_SELECTED TEXT:_
::::::::::

The Child Welfare Parent Advocacy Movement

Throughout this toolkit, you’ll find interviews with parent advocates and allies using a variety of approaches to parent advocacy, including community organizing, legislative advocacy and individual parent advocacy. At times these approaches reflect different long-term goals, from advocacy that aims to create a less punitive, more just and supportive system that centers families’ own solutions, to advocacy that aims to abolish or vastly diminish the role of the child welfare system and fundamentally change a country’s approach to child safety and family and community wellbeing.

In this section, advocates and allies provide insights into why and how they do their work and the principles and beliefs that guide them.

‘We Help Parents to No Longer Be Afraid’, Canada

Fearless R2W

Mary Burton never thought she’d help to start an organization. Burton was separated from her parents and siblings when she was placed in foster care as a child, as part of the child welfare system’s 1960s scoop, which, along with other policies over more than a century, routinely separated Indigenous children in Canada from their families. After she successfully fought the child welfare system for custody of her own children and grandchildren, she spent the next 20 years helping friends and families from her living room do the same.

Roughly 90% of children in the child welfare system in Winnipeg, Canada are Indigenous. In 2014, Burton joined forces with other grandmothers and a local activist to form FearlessR2W to give members of her community power to fight for their families.

Interview with Mary Burton, Parent and Grandparent Advocate, Winnepeg, Canada

Overview presentation of Fearless R2W Child Welfare Education and Advocacy

 
 

Uplifting Every Voice, United States

"I urge parents affected by the system to get involved in the parent advocacy movement. To speak up and speak out and to work alongside all other advocates to create the change they want to see. There is no better voice than that of a parent who has experienced it firsthand."

Uplifting Every Voice: Together we can change the perception of parents created by the child welfare system by Dinah Ortiz-Adames, Parent Advocate, New York, USA

 

 

Human Rights Violations and the Creation of a Parent Advocacy Network, Norway

Organisasjon for Barnevernsforeldre (OBF)

Between 2003 and 2016 the number of children in foster care in Norway gradually and steadily increased, from 5,693 to 9,080. In 2005, the physical abuse and death of an 8-year-old boy named Christoffer at the hands of his stepfather shocked the country, and became a national symbol of a child welfare system not capable of protecting children. But as the number of children placed in foster care continued to grow, child protection also faced mounting criticism from families, advocates and in the media for providing minimal support to system-involved parents and for inadequately protecting the parent-child bonds of families with children placed in foster care.

::::::::::

_RAW RECORDS:_

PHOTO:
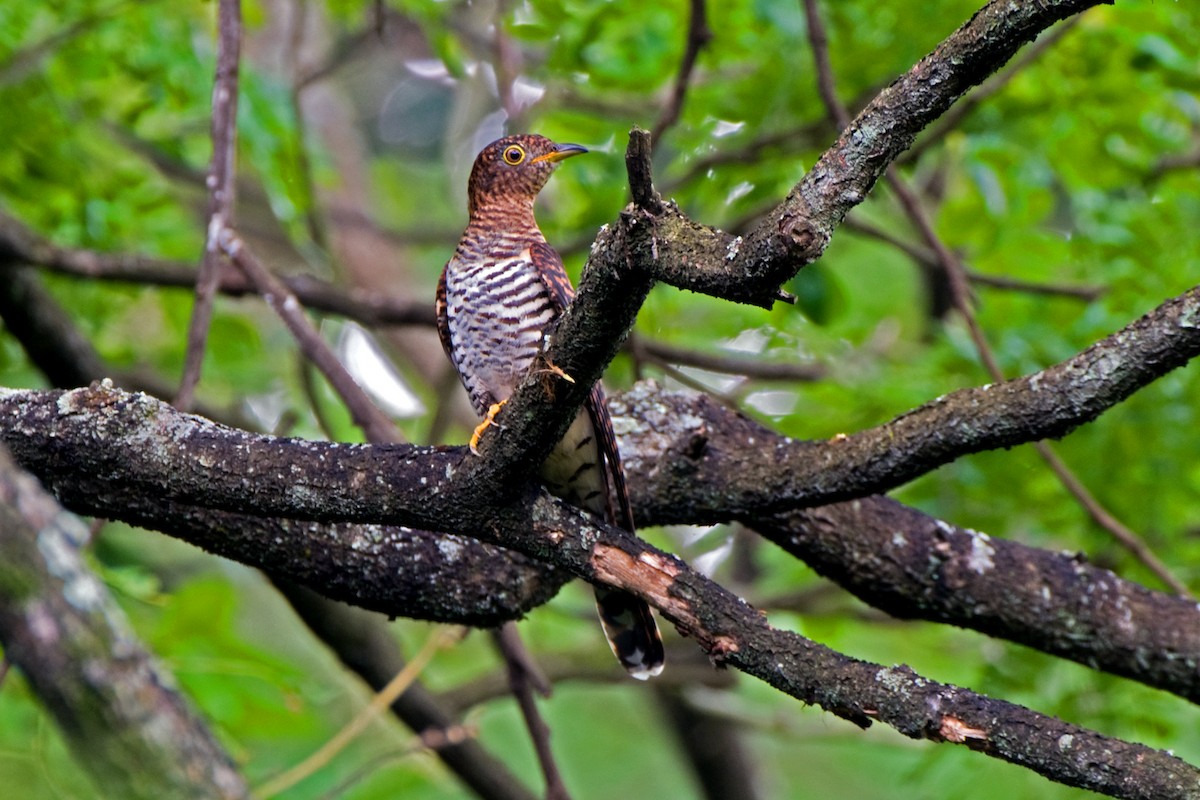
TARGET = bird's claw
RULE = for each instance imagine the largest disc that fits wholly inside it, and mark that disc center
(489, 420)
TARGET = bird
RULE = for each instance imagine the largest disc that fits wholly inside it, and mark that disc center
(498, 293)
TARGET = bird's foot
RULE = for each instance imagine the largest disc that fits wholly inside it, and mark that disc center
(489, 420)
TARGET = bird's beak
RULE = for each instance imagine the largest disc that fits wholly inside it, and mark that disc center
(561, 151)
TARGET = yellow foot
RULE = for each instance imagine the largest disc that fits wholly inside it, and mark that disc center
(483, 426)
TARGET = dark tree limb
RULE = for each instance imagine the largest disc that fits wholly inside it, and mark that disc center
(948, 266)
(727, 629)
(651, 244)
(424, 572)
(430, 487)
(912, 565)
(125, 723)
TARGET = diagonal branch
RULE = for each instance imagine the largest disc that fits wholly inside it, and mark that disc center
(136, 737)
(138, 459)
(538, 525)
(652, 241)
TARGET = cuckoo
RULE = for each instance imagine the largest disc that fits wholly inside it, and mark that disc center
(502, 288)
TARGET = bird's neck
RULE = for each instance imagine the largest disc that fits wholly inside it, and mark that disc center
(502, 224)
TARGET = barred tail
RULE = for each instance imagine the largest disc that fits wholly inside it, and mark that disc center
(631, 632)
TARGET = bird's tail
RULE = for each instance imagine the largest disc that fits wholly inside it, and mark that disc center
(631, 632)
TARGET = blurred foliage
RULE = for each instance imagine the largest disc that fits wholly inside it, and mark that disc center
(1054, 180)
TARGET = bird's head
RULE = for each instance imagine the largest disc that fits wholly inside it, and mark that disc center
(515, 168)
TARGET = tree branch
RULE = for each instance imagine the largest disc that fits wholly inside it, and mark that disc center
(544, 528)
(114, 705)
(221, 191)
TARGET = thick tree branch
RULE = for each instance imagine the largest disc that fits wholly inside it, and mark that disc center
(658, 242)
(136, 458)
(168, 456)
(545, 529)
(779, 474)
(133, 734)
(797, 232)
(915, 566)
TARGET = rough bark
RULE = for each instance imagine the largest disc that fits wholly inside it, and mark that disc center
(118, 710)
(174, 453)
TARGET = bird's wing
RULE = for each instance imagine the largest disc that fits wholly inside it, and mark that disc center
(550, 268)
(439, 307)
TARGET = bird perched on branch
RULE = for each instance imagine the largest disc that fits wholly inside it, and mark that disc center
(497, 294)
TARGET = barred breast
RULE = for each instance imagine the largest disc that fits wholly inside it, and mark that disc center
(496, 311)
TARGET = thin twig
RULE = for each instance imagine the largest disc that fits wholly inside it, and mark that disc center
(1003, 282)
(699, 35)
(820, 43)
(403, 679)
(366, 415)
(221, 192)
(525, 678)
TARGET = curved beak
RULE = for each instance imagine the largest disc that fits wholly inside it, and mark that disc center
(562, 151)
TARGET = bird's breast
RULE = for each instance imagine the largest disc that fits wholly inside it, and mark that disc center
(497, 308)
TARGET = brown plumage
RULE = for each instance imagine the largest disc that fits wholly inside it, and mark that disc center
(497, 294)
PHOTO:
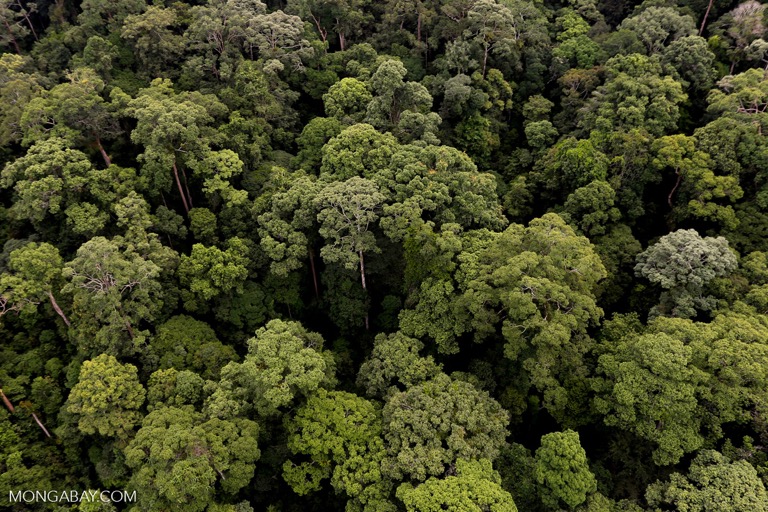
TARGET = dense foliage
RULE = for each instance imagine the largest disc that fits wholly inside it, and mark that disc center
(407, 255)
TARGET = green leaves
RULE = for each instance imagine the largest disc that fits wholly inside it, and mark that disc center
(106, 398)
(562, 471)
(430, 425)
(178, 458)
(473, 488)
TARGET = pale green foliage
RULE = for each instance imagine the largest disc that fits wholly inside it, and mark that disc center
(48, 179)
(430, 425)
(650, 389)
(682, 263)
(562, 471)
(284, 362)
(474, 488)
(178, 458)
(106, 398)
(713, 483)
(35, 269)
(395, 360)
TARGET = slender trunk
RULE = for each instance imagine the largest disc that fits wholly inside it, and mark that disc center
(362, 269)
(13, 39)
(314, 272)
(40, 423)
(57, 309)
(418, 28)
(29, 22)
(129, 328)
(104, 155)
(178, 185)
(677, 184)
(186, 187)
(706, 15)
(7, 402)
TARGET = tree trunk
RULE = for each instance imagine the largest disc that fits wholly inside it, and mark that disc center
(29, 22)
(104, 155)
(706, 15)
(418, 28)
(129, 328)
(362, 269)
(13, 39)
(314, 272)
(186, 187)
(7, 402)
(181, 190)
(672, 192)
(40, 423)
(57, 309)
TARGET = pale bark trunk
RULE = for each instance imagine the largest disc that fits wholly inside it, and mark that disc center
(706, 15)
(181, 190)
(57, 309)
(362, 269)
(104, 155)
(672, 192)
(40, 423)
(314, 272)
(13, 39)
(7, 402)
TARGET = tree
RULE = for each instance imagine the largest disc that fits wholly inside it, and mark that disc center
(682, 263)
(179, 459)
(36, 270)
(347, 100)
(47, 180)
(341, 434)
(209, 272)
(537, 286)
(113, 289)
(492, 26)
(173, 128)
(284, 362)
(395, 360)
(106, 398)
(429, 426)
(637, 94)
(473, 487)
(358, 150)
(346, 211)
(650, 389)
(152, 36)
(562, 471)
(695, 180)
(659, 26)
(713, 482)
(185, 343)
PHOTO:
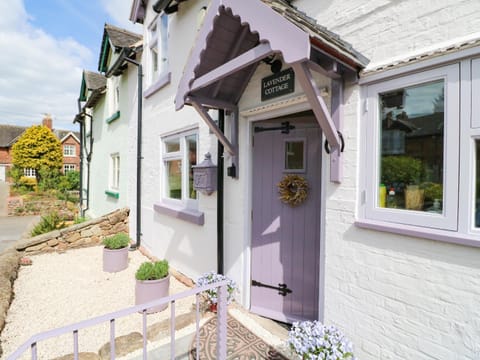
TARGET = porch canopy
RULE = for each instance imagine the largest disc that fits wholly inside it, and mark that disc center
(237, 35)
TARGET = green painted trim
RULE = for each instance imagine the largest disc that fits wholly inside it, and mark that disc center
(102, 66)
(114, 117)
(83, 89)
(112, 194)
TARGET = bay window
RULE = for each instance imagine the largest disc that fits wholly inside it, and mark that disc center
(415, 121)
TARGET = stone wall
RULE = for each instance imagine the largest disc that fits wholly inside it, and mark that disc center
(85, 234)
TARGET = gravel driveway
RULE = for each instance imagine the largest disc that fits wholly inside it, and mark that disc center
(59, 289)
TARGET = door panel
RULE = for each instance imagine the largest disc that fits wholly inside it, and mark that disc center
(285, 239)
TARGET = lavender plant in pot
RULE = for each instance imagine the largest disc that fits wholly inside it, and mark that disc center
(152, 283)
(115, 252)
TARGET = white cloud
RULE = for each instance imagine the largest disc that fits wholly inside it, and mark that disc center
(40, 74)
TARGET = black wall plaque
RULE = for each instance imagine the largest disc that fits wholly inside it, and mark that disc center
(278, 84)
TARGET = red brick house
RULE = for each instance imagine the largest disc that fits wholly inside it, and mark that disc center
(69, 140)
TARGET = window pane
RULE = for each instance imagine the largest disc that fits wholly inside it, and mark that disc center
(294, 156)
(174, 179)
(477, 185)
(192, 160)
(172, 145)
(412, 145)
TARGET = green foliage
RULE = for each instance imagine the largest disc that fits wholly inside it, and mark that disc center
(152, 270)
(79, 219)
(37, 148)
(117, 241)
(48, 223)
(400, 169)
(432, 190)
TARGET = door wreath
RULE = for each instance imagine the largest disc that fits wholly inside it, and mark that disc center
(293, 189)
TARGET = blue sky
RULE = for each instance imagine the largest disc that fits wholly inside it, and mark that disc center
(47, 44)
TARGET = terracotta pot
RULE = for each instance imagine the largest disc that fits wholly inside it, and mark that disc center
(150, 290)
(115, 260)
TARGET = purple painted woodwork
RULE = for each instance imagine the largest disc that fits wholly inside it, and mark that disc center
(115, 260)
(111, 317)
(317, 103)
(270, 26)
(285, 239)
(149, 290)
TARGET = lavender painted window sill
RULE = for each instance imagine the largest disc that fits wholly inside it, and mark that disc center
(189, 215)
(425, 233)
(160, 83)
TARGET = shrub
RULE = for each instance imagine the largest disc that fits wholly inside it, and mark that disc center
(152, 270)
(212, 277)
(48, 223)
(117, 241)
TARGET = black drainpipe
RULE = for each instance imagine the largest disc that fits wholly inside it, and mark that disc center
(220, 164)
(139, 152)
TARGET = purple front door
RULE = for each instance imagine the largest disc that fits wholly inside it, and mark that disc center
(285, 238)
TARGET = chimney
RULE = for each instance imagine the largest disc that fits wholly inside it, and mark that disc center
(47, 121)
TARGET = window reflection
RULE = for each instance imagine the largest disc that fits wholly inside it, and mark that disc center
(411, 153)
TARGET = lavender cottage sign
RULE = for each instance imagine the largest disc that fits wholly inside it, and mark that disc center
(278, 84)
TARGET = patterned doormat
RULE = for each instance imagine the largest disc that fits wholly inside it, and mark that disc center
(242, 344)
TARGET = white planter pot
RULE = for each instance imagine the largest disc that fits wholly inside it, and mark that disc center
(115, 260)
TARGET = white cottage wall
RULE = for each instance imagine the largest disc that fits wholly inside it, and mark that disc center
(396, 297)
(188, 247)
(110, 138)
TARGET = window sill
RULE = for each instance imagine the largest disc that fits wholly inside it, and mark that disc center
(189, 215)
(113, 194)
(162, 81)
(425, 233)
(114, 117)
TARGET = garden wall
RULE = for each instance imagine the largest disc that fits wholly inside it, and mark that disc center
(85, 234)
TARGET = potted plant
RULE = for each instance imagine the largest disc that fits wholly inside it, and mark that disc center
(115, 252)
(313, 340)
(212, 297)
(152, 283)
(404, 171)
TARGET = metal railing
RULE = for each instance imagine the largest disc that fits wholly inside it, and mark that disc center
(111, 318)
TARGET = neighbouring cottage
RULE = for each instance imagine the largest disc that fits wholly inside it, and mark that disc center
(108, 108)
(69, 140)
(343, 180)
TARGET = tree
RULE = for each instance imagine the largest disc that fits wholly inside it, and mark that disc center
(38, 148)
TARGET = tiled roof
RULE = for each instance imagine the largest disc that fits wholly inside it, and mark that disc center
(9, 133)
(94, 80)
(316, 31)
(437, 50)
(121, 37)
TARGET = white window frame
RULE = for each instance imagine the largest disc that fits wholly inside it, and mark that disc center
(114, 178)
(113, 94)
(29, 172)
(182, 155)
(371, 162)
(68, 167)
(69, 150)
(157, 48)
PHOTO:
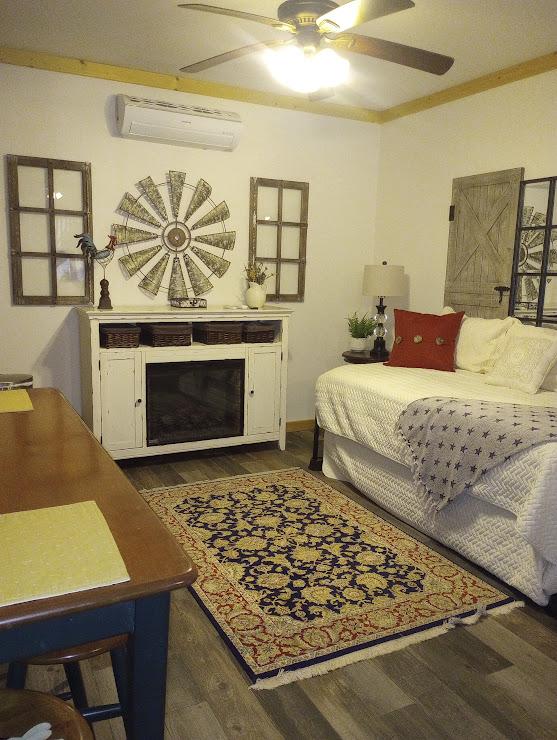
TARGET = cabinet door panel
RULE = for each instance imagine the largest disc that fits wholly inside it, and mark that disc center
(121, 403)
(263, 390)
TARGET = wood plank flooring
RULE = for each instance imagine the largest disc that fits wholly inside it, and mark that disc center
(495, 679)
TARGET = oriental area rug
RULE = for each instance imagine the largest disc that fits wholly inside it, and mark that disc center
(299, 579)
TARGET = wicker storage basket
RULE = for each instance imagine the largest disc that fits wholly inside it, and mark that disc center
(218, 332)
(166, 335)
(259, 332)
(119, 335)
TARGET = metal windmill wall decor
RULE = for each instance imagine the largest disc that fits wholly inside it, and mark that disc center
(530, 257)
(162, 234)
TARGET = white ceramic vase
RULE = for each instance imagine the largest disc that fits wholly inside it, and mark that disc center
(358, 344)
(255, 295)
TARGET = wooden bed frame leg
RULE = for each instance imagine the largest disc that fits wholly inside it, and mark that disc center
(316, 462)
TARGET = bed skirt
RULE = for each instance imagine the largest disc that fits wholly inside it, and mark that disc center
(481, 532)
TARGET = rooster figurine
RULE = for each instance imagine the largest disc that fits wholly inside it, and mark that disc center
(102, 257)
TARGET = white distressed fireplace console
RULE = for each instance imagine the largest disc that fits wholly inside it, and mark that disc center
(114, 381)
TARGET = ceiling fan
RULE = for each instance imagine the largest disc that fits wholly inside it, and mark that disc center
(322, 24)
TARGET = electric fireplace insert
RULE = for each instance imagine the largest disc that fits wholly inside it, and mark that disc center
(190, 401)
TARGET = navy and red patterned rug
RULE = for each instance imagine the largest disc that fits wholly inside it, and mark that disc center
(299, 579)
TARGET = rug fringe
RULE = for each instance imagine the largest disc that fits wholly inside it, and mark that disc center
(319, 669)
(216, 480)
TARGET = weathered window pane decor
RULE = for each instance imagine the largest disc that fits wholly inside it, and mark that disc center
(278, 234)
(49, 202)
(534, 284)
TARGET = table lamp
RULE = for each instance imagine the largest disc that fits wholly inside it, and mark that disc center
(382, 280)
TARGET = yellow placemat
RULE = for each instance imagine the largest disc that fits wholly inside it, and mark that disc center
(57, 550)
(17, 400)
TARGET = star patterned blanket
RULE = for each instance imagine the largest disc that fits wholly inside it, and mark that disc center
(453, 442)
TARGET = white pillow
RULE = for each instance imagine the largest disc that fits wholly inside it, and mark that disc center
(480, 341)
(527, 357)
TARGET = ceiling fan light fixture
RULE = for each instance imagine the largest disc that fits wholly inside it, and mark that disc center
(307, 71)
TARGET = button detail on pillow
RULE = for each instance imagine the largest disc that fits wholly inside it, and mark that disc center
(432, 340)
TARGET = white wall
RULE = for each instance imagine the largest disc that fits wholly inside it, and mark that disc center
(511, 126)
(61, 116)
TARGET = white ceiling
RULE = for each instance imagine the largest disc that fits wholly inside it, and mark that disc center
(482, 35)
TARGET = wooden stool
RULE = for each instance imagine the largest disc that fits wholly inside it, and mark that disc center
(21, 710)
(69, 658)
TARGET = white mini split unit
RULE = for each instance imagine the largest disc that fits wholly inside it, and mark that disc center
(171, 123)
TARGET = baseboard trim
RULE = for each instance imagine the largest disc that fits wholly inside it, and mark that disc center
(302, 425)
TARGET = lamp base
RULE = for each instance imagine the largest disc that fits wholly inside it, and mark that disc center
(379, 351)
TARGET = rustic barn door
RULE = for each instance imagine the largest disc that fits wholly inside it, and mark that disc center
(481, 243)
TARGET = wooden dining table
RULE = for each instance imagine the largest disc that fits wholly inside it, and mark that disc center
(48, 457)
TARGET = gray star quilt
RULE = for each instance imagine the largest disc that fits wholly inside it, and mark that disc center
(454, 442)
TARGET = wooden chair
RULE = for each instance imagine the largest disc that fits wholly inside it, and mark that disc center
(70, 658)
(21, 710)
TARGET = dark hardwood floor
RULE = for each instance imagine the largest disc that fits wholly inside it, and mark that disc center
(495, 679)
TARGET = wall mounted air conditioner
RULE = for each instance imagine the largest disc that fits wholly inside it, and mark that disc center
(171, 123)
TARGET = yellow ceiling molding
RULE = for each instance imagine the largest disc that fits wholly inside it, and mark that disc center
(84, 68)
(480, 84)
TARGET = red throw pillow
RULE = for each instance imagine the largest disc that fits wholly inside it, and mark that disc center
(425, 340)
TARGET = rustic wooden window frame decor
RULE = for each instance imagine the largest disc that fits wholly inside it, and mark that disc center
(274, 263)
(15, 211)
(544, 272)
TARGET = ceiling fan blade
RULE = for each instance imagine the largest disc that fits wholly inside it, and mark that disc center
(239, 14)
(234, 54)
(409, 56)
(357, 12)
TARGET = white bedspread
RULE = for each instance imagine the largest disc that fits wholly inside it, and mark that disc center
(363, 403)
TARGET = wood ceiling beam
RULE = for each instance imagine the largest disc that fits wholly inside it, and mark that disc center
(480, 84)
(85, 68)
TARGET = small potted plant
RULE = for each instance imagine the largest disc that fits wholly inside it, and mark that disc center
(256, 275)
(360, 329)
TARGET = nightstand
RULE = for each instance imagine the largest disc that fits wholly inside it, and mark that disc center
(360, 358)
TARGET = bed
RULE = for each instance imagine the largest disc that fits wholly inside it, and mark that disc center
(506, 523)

::::::::::

_AIM:_
Change "living room" to "home" in the passage on the parent advocacy movement between "In this section, advocates" and "do the same.", inclusive, and write out that stretch in full. The entries come from a separate source.

_FINISHED TASK:_
In this section, advocates and allies provide insights into why and how they do their work and the principles and beliefs that guide them.

‘We Help Parents to No Longer Be Afraid’, Canada

Fearless R2W

Mary Burton never thought she’d help to start an organization. Burton was separated from her parents and siblings when she was placed in foster care as a child, as part of the child welfare system’s 1960s scoop, which, along with other policies over more than a century, routinely separated Indigenous children in Canada from their families. After she successfully fought the child welfare system for custody of her own children and grandchildren, she spent the next 20 years helping friends and families from her home do the same.